By the implementation above, it has to pay one time cost at the loading
time. However, it should not be much different from Java standard
resource types (loading a ResourceBundle class also creates Java Objects
from bytecode.)
7. Resource accessor method for mutable resource types in ICU4J
UResourceBundle
UResourceBundle has some methods returning mutable Java types below -
public ByteBuffer getBinary()
public byte[] getBinary(byte[] ba)
public int[] getIntVector()
public String[] getStringArray()
Technically, resources are read-only and should not be modifiable. So,
with these method signatures, the implementation must create a new array
every time. Even we want to cache a resource object, it should be cloned
when the resource is accessed via these methods. This is actually a
problem of Java language (no const array type). I think we should add
read-only array wrapper type (and read-only ByteBuffer for the first one)
and use these types.
In addition to this, I think "public byte[] getBinary(byte[] ba)" does not
make sense. Even you provide fillin arg - byte[] ba, it cannot be used if
the size of bytes does not match the given byte[]. I think it was ported
from C, which takes length for input/output arg.

*-*-*

Goal of the exercise: In the excerpt on ICU4J UResourceBundle, what types does the writer suggest adding and using? None of the lines that come next are needed.

[Source data]
*-*-*

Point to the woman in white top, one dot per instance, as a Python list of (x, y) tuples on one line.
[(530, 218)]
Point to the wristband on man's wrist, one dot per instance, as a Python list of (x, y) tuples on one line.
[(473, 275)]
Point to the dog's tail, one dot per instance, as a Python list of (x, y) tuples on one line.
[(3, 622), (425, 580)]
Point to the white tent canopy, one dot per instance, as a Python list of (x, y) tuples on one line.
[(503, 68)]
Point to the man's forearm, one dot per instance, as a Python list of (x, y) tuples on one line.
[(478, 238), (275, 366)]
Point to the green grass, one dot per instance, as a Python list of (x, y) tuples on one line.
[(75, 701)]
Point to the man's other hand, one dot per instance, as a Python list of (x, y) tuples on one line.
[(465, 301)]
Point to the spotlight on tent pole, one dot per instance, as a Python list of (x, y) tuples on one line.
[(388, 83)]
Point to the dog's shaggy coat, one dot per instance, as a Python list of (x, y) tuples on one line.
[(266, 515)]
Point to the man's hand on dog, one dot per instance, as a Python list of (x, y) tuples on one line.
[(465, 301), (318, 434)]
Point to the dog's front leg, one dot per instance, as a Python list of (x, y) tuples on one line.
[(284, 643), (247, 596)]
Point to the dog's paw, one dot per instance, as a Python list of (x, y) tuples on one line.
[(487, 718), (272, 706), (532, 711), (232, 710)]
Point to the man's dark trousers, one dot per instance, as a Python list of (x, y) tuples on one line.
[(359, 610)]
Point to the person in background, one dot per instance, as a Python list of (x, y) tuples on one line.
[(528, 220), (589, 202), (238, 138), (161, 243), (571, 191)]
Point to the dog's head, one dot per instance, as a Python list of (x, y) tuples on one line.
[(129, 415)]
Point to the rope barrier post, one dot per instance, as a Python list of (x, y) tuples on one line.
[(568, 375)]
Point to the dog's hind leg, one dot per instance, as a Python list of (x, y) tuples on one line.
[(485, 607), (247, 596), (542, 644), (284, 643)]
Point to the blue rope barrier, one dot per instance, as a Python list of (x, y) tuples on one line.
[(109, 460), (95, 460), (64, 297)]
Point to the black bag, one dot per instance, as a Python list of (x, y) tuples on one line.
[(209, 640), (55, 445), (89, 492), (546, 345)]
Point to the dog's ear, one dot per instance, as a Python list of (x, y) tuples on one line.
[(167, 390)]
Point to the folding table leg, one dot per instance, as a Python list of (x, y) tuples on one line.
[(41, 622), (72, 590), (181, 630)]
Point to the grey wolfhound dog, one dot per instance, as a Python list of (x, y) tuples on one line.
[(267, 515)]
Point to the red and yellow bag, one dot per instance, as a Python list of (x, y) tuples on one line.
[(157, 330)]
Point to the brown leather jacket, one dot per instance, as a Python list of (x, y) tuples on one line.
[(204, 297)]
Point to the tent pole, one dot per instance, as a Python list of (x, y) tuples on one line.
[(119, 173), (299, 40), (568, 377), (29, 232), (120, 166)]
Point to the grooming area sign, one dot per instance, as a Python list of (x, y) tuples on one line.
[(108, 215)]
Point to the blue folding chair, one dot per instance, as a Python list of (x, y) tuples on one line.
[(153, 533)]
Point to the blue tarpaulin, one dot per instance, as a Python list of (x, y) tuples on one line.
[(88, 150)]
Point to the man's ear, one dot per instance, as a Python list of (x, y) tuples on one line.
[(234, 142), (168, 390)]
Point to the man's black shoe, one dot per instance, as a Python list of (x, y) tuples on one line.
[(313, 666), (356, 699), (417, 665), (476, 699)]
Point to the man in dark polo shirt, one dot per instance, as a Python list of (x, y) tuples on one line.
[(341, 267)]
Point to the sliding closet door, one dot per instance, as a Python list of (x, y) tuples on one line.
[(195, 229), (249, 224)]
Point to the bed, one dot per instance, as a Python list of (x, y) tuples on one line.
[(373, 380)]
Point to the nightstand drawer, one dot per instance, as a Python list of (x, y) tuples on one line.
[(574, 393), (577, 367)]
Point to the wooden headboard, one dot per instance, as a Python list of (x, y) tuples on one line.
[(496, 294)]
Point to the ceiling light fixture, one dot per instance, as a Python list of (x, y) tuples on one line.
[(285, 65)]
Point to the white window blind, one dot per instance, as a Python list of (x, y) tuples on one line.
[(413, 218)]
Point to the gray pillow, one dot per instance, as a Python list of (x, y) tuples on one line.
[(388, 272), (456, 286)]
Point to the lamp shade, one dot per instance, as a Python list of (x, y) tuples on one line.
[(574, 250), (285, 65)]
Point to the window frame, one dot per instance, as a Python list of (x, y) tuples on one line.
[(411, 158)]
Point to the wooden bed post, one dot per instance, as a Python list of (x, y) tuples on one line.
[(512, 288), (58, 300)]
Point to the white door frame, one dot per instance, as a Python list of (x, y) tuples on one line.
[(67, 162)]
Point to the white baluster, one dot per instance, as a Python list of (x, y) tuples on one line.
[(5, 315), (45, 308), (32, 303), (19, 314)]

*-*-*

Task response: A read-only array wrapper type, plus a read-only ByteBuffer for the first method.